* DATA RECORDS *
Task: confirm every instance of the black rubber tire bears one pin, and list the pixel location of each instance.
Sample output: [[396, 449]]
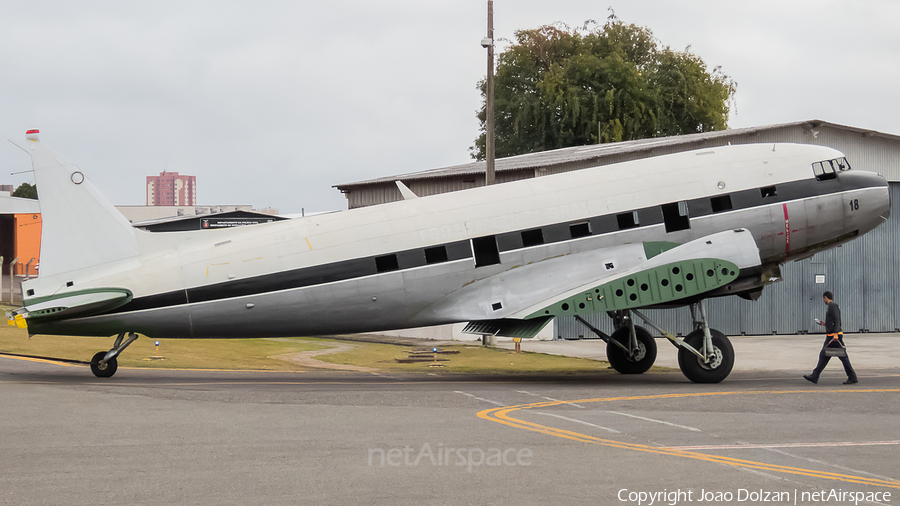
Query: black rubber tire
[[105, 371], [619, 359], [699, 372]]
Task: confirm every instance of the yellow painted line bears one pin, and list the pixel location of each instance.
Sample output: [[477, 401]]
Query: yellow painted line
[[502, 415]]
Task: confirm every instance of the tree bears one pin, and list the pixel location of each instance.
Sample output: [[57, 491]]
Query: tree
[[26, 191], [557, 87]]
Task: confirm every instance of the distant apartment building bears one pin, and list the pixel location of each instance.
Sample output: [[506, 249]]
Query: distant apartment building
[[171, 189]]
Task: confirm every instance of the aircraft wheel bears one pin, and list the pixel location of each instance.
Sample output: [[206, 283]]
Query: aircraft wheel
[[644, 357], [718, 368], [105, 370]]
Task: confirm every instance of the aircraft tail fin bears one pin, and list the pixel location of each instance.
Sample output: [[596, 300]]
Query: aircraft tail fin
[[80, 228]]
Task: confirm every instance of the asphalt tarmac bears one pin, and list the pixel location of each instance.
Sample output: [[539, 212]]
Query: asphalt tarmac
[[331, 437]]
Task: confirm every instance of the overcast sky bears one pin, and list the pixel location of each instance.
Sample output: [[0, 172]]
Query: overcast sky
[[270, 103]]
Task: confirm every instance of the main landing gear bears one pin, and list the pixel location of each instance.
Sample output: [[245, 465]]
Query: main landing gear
[[704, 356], [104, 363]]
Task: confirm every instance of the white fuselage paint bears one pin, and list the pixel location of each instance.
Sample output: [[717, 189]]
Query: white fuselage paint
[[437, 293]]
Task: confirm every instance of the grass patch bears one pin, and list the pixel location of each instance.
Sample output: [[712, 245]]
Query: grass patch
[[179, 353], [257, 354]]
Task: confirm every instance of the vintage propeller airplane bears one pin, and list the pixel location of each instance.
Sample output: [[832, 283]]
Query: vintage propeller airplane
[[666, 231]]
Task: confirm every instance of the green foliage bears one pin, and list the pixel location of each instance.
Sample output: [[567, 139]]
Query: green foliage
[[26, 191], [557, 87]]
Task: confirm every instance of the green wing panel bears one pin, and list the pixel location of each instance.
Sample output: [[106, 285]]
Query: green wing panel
[[657, 285]]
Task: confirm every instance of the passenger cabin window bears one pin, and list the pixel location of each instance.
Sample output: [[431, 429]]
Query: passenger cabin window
[[485, 250], [532, 238], [676, 217], [721, 204], [580, 230], [628, 220], [436, 255], [386, 263]]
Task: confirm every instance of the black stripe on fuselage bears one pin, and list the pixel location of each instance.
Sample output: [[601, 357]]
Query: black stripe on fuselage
[[508, 241]]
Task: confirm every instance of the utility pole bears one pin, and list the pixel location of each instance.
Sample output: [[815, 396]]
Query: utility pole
[[489, 133]]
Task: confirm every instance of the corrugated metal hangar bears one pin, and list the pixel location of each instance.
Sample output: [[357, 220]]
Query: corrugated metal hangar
[[862, 273]]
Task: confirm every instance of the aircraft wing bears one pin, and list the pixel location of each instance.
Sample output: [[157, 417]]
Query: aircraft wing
[[520, 301]]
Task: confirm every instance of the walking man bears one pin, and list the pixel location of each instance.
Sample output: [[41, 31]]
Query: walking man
[[834, 335]]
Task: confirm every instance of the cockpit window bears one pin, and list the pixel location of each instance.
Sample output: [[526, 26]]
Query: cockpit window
[[828, 169]]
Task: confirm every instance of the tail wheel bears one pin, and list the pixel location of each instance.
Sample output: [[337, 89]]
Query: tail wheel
[[103, 370], [642, 358], [721, 360]]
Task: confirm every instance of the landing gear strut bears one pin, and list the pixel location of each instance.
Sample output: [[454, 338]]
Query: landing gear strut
[[630, 349], [705, 355], [104, 363]]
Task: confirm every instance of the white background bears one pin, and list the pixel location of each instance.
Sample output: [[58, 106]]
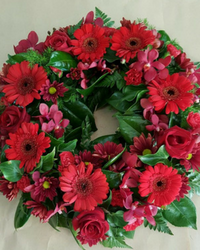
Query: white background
[[179, 18]]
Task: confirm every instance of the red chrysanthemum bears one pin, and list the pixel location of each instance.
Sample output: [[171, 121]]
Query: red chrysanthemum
[[83, 186], [127, 41], [134, 77], [172, 93], [24, 83], [8, 188], [91, 42], [142, 145], [27, 146], [51, 91], [161, 183]]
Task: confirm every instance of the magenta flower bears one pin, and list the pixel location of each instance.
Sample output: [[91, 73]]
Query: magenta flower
[[44, 187], [29, 43], [146, 62]]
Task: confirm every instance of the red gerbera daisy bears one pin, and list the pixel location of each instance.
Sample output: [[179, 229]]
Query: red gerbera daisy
[[91, 42], [24, 83], [161, 183], [27, 146], [83, 187], [127, 41], [172, 93], [51, 91]]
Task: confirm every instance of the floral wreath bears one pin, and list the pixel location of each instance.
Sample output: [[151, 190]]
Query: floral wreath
[[102, 189]]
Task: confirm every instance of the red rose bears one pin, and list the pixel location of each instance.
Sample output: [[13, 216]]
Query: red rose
[[92, 226], [178, 142], [193, 120], [11, 119], [59, 41]]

* AIM *
Repeat every one of the lines above word for word, but leave the pictures out.

* TASK RESPONSE *
Task: confirm every instance of the black rubber tire bears one pin, and list the pixel location of each instance.
Sample output: [[396, 449]]
Query: black rubber tire
[[105, 371], [619, 359], [699, 372]]
Task: confirm every instance of the yellow painted line bears one pin, and list the pixel location of each instance.
Sample output: [[477, 401]]
Query: yellow painted line
[[502, 415]]
Task: confirm every instance of the tree bears one pin, and list the pixel location of each instance.
Sample output: [[57, 491]]
Query: tree
[[26, 191], [557, 87]]
Task: confirm every instance of the distant apartment building bears one pin, and list the pixel location of each instance.
Sample output: [[506, 249]]
Query: distant apartment building
[[171, 189]]
Task: confirm every instance of the aircraft wheel bears one pin, and list the pixel location of each instance.
Sample output: [[206, 283]]
Query: aircraft wheel
[[644, 357], [718, 368], [105, 370]]
Task: confirm every instance of the aircraft tail fin bears one pin, and list the pixel location of each instance.
Sample output: [[596, 300]]
Query: aircraft tail fin
[[80, 228]]
Task: confirm every instance of the asphalt tarmac bears one pin, and list the pixel location of each instance.
Sample output: [[539, 212]]
Query: asphalt tarmac
[[331, 437]]
Task: confirm every instance of the overcast sky bears one pin, and list the pixel location of each instance.
Sample output: [[0, 172]]
Query: overcast sky
[[270, 103]]
Task: confirm every instance of the main landing gear bears one pin, and list the pixel location of each instance.
Sample output: [[245, 465]]
Query: main landing gear
[[704, 356], [104, 363]]
Task: confirm every instance of the white fuselage paint bears one pin, and list the pixel location of each instance.
Sample output: [[717, 189]]
Query: white fuselage paint
[[437, 293]]
Task: confirm every instance of the grass patch bears one pin, and list the pixel location of each instance.
Sample output: [[712, 245]]
Query: grass patch
[[179, 353], [257, 354]]
Task: confirm every instance of the vintage propeller airplane bears one pin, and list the pixel location of each instance.
Sample output: [[832, 283]]
Query: vintage propeller airplane
[[666, 231]]
Task: confirm every instance of the green foliage bears one pin, and list the pixel location of each instance.
Sample output: [[567, 139]]
Query: green foliage
[[26, 191], [557, 87]]
Task: confirm every instance of the green wing panel bears one pin, and list the pixel location of each instance.
Sample output: [[106, 285]]
Query: green wing panel
[[657, 285]]
Task: confirm every instance of the passenger cabin window bears one pin, and list the pixel location of each instance.
Sample output: [[431, 429]]
Query: passenger cabin window
[[485, 250], [532, 238], [676, 217], [721, 204], [580, 230], [628, 220], [436, 255], [386, 263]]
Task: confirm every instance of the black stripe on fuselage bears one pin, and list the pixel location of each instance.
Sample output: [[601, 357]]
Query: black stripe on fuselage
[[508, 241]]
Task: confirm every instance of the utility pole bears one pin, and list the pixel location of each instance.
Sample output: [[815, 396]]
Query: utility pole
[[489, 133]]
Task: confirm every instance of the corrugated metal hangar bears one pin, and list the pixel location of each instance.
Sample output: [[357, 220]]
Query: corrugated metal hangar
[[862, 273]]
Task: confirm every instance of the aircraft wing bears one pin, and list the pixel location of each instance.
Sample output: [[157, 417]]
Query: aircraft wing
[[520, 301]]
Task: confirm every instance of the walking man bears one pin, and list the pixel location of each instance.
Sample output: [[41, 31]]
Query: walking man
[[834, 335]]
Task: confirm every instance of the cockpit window bears one pin, and list the pixel location of each instance.
Sample output: [[526, 26]]
Query: cockpit window
[[828, 169]]
Task: confirm every instance of the tail wheel bears one pin, and list the pixel location of each instance.
Sample output: [[337, 89]]
Query: tail wheel
[[103, 370], [642, 358], [721, 360]]
Task: confirm every instance of the landing gear strut bears one pin, and list the pixel location of each instance.
Sample output: [[454, 338]]
Query: landing gear strut
[[630, 349], [705, 355], [104, 363]]
Task: confirm every instance of the white background bears one pin, and list the pixel location of each instance.
Sample output: [[58, 106]]
Query: white background
[[179, 18]]
Task: confirm every instance of the red chrysanthemum bears one pin, and list the pixel location of each instance.
Sample output: [[171, 121]]
Query: red chrysanthemum
[[83, 186], [127, 41], [134, 77], [172, 93], [24, 83], [8, 188], [91, 42], [142, 145], [27, 146], [51, 91], [161, 183]]
Task: confirm every instance of the magenta flower bears one pin, and list the pixel location of each instance.
Sample output: [[91, 73]]
Query: magenta flower
[[44, 187], [29, 43], [146, 62]]
Task: confirm every instance of the red gerbera daisy bears one pin, and list the pixel location of each instance.
Sample output: [[179, 229]]
Query: red gerbera daisy
[[91, 42], [24, 83], [161, 183], [27, 146], [83, 187], [127, 41], [172, 93], [51, 91]]
Task: confirm every instance of the floral wreath bears one pin, and list the pixel location of each instance.
Sample output: [[151, 190]]
Query: floral wreath
[[102, 189]]
Task: confirm every instance of the red rose bears one pin, and list the pixel location of each instance.
Sample output: [[13, 216]]
Query: red rose
[[92, 226], [178, 142], [193, 120], [11, 119], [59, 41]]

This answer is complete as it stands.